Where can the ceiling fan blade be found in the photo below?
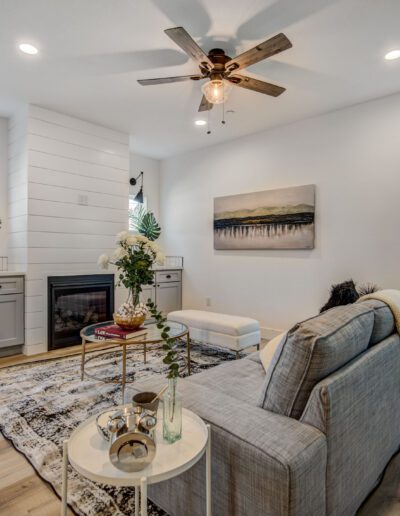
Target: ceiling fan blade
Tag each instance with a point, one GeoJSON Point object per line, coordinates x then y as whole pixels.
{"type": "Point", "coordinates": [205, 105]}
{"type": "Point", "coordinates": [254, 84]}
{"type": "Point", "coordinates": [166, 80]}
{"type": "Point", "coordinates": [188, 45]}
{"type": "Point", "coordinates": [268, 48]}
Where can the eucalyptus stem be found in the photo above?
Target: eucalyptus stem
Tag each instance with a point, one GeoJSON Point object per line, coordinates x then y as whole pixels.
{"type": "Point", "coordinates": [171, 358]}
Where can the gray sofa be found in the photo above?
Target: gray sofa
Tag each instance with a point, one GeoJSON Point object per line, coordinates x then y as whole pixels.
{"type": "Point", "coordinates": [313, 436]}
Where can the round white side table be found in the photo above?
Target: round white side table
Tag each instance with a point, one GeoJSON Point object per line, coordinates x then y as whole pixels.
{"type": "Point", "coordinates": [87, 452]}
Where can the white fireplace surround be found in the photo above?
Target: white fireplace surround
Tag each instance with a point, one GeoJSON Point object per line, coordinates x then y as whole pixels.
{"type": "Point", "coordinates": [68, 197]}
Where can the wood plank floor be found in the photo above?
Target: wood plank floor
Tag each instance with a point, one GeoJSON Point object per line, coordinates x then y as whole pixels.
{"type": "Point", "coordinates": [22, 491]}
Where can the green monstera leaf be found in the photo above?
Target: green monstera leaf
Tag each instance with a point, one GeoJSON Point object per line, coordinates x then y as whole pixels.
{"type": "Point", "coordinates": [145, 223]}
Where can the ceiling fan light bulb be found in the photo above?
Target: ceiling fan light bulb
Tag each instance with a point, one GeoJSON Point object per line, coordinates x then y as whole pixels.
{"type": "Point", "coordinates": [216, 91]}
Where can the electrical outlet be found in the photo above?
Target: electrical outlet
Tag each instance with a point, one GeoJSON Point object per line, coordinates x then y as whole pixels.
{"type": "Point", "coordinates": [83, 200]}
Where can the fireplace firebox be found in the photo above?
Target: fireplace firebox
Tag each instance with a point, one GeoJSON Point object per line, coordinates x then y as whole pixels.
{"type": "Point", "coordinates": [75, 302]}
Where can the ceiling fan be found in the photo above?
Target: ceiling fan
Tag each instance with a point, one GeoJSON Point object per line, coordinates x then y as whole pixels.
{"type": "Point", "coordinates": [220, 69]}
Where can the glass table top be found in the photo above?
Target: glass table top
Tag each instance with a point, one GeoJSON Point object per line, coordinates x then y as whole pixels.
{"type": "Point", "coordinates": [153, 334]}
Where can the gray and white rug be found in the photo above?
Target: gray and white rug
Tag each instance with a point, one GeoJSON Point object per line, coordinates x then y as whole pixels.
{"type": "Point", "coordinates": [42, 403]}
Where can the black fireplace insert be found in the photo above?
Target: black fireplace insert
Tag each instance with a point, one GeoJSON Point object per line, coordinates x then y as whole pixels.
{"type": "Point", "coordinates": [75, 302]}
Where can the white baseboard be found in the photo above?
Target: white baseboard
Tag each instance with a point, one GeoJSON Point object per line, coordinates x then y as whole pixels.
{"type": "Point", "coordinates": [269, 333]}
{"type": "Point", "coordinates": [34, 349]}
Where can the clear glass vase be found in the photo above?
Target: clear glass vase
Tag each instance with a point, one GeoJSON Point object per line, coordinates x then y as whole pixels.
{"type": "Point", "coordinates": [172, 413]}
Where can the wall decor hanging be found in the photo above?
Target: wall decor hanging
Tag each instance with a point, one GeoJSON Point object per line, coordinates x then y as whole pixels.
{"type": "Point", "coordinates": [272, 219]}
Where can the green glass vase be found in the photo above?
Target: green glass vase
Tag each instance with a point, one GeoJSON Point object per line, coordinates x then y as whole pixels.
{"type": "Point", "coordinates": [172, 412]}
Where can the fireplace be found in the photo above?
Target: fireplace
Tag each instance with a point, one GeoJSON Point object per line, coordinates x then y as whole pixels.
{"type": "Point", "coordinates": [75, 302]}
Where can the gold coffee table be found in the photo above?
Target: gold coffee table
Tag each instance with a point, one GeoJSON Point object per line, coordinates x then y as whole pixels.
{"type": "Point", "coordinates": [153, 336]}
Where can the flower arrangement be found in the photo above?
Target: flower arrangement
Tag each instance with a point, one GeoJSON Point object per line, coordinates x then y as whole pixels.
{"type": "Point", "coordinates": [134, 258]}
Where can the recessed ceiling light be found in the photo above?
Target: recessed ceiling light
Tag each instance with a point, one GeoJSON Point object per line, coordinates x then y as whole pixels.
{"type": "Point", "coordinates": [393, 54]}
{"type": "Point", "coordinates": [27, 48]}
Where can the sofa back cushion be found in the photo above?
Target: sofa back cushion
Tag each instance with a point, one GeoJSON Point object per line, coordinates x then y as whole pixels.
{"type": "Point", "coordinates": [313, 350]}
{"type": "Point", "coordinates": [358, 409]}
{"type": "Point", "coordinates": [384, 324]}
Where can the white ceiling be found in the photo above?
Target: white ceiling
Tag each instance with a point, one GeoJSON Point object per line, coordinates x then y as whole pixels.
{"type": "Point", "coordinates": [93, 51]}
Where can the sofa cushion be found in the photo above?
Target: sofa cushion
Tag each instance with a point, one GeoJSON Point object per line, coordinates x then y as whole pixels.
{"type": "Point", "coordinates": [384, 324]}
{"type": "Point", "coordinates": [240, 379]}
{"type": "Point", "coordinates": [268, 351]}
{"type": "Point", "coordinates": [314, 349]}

::::::::::

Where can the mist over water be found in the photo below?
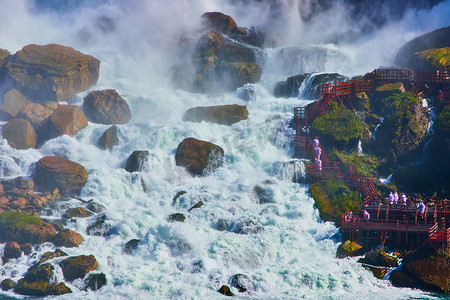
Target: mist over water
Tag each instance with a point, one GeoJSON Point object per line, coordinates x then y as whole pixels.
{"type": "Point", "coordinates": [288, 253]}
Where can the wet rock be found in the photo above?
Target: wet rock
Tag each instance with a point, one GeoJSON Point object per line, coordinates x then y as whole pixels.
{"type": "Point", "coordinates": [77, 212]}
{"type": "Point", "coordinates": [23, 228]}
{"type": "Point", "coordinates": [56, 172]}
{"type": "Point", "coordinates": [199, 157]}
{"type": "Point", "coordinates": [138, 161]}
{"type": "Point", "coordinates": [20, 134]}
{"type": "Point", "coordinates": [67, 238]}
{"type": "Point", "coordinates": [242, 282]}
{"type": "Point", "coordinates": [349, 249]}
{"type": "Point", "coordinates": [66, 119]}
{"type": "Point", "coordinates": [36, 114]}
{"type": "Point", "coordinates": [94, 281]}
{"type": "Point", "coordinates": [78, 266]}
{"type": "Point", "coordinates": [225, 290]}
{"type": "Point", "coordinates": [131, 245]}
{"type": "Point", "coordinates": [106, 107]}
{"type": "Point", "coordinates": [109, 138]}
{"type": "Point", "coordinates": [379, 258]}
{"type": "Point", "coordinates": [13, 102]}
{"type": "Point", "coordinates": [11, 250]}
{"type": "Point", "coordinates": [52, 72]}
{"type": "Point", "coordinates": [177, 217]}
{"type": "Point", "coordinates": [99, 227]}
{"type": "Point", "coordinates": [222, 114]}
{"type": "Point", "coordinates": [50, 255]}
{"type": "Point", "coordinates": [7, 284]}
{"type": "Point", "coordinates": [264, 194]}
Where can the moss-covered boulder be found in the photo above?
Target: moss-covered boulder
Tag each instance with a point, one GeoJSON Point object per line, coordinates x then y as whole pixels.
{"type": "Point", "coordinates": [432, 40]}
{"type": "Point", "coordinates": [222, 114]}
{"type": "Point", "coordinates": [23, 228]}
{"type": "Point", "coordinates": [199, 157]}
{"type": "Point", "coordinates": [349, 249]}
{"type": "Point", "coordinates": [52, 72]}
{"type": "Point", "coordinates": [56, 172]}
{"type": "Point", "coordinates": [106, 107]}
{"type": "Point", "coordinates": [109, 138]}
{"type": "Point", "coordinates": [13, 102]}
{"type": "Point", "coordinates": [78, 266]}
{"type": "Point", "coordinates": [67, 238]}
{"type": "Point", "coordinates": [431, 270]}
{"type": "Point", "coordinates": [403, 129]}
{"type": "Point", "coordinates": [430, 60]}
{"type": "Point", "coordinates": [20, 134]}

::::::::::

Exercise description
Which lines above include the word "arrangement"? Show each one.

Task output
Where can the flower arrangement be found in the photo above?
Target: flower arrangement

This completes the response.